[WHAT TO DO]
Answer these questions from the Aegis page:
(a) Which university is Song Jiang affiliated with?
(b) At which values can memory cells become permanently stuck?
(c) What guarantee makes the Aegis partition scheme unique?

[SOURCE DOCUMENT]

____

The 46th Annual IEEE/ACM International Symposium on Microarchitecture, 2013

MICRO-46 Session 6B - Storage Optimizations

Aegis: Partitioning Data Block for Efficient Recovery of Stuck-At-Faults in Phase Change Memory

Jie Fan (Tsinghua University / Department of Computer Science and Technology)
Song Jiang (Wayne State University / The ECE Department)
Jiwu Shu (Tsinghua University / Department of Computer Science and Technology)
Youhui Zhang (Tsinghua University / Department of Computer Science and Technology)
Weimin Zhen (Tsinghua University / Department of Computer Science and Technology)

Lightning session talk: PDF, Presentation: PDF, Poster: PDF, Full Paper: DOI 10.1145/2540708.2540745

Abstract:
While Phase Change Memory (PCM) holds a great promise as a complement or even replacement of DRAM-based memory and flash-based storage, it must effectively overcome its limit on write endurance to be a reliable device for an extended period of intensive use. The limited write endurance can lead to permanent stuck-at faults after a certain number of writes, which causes some memory cells permanently stuck at either '0' or '1'. State-of-the-art solutions apply a bit inversion technique on selected bit groups of a data block after its partitioning. The effectiveness of this approach hinges on how a data block is partitioned into bit groups. While all existing solutions can separate faults into different groups for error correction, they are inadequate on three fundamental capabilities desired for any partition scheme. First, it can maximize probability of successfully re-partitioning a block so that two faults currently in the same group are placed into two new groups. Second, it can partition a block into a small number of groups for space efficiency. Third, it should spread out faults across the groups as uniformly as possible, so that more faults can be accommodated within the same number of groups. A recovery solution with these capabilities can provide strong fault tolerance with minimal overhead.

We propose Aegis, a recovery solution with a systematical partition scheme using fewer groups to accommodate more faults compared with state-of-the-art schemes. The uniqueness of Aegis's partition scheme lies on its guarantee that any two bits in the same group will not be in the same group after a re-partition. Empowered by the partition scheme, Aegis can recover significantly more faults with reduced space overhead relative to state-of-the-art solutions.

____

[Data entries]
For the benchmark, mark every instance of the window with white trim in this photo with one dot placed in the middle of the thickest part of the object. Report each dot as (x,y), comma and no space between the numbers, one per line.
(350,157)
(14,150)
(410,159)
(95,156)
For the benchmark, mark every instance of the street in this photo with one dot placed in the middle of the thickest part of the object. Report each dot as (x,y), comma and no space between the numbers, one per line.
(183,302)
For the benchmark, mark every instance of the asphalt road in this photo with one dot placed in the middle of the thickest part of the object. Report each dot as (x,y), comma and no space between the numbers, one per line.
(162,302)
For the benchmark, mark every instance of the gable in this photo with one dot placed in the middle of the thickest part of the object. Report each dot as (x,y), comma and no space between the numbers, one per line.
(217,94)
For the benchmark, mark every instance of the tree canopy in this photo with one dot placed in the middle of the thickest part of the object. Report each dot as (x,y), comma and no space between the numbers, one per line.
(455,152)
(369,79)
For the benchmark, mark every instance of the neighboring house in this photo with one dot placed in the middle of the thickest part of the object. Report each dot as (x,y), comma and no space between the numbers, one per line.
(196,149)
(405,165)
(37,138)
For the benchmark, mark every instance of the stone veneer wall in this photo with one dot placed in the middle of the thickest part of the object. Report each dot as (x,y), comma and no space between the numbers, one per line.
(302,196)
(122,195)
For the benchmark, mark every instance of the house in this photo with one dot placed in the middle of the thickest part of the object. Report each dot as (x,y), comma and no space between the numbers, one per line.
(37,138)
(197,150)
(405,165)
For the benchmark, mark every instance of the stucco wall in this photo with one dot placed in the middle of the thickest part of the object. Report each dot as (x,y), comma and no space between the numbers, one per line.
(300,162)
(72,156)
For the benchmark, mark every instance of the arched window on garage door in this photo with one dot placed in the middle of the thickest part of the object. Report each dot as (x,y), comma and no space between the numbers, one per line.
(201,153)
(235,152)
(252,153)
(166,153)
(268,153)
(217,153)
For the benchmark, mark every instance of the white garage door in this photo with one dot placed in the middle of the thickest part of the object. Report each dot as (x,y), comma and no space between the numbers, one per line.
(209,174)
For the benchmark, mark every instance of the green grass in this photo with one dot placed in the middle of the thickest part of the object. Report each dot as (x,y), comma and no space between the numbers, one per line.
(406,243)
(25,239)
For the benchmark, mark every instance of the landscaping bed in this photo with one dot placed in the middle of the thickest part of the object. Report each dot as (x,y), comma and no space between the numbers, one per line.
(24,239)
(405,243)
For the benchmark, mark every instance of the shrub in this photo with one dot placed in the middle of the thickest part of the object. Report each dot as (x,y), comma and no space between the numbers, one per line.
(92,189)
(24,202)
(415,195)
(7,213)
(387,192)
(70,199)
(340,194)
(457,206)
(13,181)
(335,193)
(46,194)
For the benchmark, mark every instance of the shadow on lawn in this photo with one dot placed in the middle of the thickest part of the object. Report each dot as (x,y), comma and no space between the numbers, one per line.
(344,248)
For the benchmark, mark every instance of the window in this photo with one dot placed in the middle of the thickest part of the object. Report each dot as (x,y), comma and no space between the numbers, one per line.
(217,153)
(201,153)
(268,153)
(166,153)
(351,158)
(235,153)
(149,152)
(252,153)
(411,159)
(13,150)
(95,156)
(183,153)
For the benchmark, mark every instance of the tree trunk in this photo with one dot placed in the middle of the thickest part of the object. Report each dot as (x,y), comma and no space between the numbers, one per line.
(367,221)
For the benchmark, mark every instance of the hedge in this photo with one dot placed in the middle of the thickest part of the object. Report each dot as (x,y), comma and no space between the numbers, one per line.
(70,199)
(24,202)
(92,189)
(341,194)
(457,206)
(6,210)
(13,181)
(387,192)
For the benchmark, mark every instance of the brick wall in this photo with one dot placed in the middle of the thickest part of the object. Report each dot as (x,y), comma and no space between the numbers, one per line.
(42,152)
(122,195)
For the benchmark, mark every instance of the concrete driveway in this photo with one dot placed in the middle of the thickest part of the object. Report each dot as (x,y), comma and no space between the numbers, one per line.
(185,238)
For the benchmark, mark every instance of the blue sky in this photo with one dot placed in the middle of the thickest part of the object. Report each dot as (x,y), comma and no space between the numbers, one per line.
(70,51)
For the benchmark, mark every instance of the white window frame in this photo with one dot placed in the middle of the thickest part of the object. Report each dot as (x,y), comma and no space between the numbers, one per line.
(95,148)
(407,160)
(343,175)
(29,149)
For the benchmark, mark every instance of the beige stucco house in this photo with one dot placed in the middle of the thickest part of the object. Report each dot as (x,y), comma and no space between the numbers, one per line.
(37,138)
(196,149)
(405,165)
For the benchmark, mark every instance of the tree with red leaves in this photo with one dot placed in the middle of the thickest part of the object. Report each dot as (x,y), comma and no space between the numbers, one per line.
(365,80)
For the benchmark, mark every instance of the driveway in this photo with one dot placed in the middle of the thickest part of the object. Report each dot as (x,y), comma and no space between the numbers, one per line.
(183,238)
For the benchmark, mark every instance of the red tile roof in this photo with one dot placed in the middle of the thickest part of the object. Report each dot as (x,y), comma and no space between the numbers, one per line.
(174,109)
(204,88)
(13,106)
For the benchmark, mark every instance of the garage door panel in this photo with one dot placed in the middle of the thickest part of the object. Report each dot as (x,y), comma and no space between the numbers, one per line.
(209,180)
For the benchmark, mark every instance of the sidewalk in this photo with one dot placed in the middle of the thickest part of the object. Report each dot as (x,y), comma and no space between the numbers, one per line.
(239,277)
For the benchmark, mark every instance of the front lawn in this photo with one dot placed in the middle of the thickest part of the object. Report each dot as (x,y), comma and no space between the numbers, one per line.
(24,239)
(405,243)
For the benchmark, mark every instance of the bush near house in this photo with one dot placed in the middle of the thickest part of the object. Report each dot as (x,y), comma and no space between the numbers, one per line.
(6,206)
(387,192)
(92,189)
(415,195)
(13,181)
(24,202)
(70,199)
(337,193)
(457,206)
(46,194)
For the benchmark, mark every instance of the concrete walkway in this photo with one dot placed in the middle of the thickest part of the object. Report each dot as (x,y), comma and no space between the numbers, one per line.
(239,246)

____

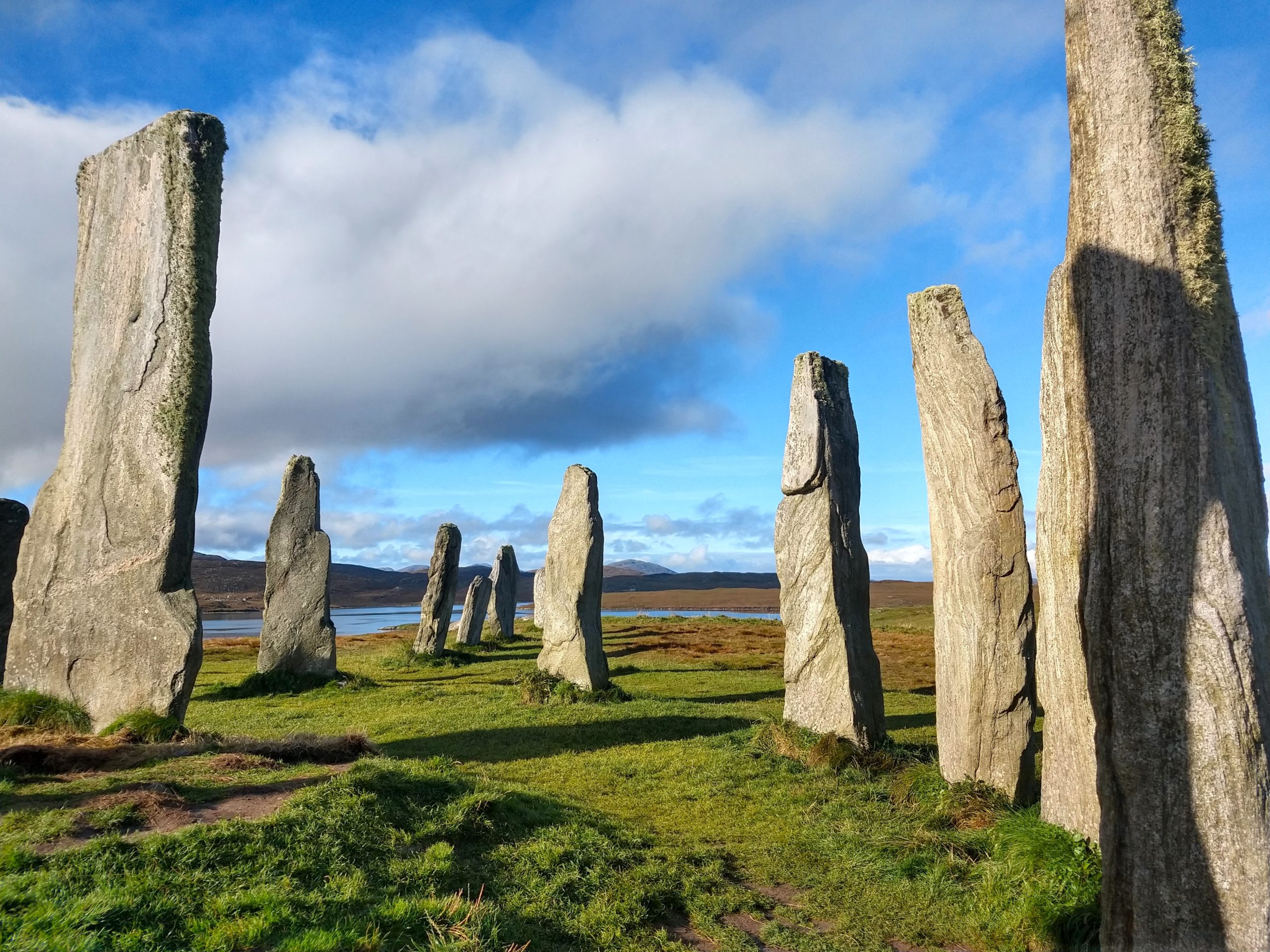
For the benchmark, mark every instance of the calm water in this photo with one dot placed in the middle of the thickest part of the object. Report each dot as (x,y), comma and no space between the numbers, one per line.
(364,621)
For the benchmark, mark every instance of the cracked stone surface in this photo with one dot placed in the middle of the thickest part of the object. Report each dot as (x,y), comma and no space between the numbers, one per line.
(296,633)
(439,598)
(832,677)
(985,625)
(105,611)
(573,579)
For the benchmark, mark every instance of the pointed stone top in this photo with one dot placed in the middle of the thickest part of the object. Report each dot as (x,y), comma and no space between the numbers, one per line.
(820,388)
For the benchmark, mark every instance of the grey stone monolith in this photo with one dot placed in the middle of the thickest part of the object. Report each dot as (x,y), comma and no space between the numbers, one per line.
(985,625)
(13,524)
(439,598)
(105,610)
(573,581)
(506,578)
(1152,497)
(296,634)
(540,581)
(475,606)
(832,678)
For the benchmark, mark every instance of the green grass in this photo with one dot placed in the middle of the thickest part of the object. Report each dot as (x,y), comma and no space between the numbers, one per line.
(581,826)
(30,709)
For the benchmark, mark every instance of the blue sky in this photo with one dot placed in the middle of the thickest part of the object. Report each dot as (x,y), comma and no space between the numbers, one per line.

____

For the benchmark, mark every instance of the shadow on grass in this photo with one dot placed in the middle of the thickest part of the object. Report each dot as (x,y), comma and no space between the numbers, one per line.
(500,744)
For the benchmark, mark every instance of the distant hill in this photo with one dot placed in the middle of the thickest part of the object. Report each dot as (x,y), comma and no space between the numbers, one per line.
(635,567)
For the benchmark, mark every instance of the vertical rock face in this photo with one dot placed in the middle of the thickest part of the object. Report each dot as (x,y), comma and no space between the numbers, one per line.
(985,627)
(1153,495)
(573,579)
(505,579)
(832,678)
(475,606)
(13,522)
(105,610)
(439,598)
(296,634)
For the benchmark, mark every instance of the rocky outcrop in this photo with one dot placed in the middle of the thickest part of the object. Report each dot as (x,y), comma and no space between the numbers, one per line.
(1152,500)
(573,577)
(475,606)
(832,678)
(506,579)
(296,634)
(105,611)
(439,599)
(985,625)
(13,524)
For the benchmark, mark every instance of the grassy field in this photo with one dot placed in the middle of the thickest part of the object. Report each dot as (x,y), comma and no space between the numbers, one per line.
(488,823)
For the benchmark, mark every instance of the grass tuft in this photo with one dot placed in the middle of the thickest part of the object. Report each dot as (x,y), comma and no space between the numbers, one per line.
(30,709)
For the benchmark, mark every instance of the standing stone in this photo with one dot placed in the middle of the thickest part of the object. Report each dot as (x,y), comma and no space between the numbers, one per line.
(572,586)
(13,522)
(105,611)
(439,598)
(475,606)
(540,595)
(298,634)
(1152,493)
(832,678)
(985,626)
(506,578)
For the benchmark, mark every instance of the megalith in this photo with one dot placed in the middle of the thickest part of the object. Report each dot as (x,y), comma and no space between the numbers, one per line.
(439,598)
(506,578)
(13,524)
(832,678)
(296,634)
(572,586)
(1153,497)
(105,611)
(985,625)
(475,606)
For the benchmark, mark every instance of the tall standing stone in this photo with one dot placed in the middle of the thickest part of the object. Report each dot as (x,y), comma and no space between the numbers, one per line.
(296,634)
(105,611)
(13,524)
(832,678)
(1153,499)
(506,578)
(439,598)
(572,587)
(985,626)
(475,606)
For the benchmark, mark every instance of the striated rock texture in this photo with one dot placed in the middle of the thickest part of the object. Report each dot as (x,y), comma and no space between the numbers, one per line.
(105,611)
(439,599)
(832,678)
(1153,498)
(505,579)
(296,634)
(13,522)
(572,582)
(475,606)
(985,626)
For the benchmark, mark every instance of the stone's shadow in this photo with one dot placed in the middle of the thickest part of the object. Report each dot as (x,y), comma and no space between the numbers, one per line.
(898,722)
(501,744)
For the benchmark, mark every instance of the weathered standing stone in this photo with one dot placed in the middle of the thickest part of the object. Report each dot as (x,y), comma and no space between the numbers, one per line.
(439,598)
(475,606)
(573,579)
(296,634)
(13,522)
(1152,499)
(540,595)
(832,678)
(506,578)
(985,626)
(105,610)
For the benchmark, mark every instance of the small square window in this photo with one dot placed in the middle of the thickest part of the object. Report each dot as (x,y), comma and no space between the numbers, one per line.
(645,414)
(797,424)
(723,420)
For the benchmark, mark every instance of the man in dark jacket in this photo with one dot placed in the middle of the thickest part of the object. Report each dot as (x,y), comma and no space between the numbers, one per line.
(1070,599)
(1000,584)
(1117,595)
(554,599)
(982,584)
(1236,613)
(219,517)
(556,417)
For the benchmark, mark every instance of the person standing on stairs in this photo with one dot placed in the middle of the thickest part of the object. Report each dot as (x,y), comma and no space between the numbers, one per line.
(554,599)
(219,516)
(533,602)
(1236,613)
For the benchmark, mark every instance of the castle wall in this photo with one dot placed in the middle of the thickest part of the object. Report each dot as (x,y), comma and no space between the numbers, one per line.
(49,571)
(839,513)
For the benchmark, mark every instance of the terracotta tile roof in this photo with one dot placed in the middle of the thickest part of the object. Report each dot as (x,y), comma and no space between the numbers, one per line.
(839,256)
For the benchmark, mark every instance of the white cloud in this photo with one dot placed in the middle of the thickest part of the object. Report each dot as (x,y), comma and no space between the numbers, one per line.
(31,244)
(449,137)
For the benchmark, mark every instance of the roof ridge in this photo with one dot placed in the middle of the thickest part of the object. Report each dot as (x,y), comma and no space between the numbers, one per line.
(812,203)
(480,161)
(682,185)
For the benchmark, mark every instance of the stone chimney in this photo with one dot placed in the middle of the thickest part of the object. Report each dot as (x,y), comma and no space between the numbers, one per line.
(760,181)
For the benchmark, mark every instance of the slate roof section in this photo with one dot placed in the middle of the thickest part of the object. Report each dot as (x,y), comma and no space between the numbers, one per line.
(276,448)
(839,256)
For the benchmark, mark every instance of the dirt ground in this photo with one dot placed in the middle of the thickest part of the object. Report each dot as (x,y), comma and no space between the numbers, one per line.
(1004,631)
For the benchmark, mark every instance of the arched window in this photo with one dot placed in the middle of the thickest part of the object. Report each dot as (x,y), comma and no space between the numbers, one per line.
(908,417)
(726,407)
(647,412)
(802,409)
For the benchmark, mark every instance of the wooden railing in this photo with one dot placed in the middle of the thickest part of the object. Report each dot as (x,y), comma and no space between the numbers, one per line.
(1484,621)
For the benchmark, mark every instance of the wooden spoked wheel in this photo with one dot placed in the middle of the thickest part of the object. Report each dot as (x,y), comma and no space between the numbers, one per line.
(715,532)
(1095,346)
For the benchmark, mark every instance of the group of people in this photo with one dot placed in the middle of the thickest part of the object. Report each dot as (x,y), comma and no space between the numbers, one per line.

____

[TASK RESPONSE]
(a) Wayne State University (The ECE Department).
(b) Either '0' or '1'.
(c) Any two bits in the same group will not be in the same group after a re-partition.